◆ **Exercise goal**
Repeat the lines below word for word, starting at the first line and ending at the line that contains "positive clicks: (648, 907)", with both of those lines included.
* * * * * * *
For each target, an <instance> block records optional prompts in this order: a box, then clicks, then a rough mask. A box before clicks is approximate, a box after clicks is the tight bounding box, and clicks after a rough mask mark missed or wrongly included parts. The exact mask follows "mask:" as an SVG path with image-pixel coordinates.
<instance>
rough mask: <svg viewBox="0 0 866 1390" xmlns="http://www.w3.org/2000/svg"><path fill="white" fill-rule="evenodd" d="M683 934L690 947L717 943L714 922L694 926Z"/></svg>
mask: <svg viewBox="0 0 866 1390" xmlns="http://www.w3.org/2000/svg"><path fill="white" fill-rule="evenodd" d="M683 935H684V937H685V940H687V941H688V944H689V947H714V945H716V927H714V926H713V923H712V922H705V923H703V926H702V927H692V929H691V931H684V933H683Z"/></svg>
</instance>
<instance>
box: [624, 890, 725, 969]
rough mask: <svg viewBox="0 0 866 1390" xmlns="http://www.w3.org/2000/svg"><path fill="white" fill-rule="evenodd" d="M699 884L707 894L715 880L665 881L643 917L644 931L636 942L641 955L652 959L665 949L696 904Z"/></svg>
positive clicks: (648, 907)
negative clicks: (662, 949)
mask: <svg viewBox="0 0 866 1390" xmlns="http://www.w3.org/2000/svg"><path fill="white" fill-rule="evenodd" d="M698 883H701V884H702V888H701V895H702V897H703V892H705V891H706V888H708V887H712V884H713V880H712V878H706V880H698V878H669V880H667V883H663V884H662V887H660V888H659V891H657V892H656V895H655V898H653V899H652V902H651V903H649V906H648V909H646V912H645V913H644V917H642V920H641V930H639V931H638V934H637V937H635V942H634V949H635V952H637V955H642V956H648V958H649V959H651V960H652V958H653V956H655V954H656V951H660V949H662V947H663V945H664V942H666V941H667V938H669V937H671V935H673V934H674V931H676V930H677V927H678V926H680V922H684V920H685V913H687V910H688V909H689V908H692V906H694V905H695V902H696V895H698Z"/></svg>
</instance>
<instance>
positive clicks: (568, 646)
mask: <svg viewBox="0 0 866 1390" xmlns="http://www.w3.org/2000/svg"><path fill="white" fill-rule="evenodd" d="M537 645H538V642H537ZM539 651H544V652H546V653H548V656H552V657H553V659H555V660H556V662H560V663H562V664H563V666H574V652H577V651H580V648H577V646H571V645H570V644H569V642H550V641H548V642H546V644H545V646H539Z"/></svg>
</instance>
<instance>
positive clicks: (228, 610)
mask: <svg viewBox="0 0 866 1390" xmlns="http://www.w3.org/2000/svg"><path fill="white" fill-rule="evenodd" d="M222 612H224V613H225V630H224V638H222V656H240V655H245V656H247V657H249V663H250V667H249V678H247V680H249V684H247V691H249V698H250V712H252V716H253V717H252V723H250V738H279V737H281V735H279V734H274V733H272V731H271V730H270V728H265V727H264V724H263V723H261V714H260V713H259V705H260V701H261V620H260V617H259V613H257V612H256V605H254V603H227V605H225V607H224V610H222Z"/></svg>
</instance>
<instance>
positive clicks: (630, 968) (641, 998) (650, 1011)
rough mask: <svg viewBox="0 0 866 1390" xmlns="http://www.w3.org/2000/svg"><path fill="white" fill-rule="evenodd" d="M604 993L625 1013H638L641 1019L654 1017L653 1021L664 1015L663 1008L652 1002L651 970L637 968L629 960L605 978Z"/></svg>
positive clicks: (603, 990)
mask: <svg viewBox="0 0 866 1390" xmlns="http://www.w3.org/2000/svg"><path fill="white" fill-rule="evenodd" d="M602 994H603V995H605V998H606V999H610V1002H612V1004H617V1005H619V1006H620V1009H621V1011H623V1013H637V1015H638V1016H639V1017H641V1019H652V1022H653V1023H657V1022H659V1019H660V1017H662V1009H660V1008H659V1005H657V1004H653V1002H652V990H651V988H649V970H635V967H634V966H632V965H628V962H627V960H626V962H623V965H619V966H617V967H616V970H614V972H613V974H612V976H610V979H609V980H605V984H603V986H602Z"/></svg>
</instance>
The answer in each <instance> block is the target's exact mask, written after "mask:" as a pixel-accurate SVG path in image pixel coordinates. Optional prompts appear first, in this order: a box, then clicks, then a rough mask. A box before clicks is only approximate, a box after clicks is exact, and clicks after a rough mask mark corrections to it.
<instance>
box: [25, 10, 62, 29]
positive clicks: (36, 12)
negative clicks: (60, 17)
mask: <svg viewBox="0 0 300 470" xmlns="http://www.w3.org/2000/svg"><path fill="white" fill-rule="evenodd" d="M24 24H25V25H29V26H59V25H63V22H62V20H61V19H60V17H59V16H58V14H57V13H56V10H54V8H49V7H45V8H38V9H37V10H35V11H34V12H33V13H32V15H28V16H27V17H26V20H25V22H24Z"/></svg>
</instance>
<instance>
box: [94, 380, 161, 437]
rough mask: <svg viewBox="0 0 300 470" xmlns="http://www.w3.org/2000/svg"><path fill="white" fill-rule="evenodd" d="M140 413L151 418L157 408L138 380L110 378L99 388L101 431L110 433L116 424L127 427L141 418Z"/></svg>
* * * * * * *
◆ **Solution for this exercise**
For each target, an <instance> block records optional prompts in this order: a box, then clicks, then a rough mask. A box before clicks is approximate, a box after clicks is the tight bounding box, and clicks after a rough mask mark missed or wrongly included parts. The exact mask follows "mask:" as an SVG path with image-pixel coordinates.
<instance>
rough mask: <svg viewBox="0 0 866 1390" xmlns="http://www.w3.org/2000/svg"><path fill="white" fill-rule="evenodd" d="M683 934L690 947L717 943L714 922L694 926Z"/></svg>
mask: <svg viewBox="0 0 866 1390" xmlns="http://www.w3.org/2000/svg"><path fill="white" fill-rule="evenodd" d="M683 935H684V937H685V940H687V941H688V944H689V947H714V945H716V927H714V926H713V923H712V922H705V923H703V926H702V927H692V929H691V931H684V933H683Z"/></svg>
</instance>
<instance>
box: [624, 890, 725, 969]
rough mask: <svg viewBox="0 0 866 1390" xmlns="http://www.w3.org/2000/svg"><path fill="white" fill-rule="evenodd" d="M699 884L707 894L715 880L665 881L643 917L644 931L636 942L641 955L652 959L665 949L696 904Z"/></svg>
positive clicks: (648, 907)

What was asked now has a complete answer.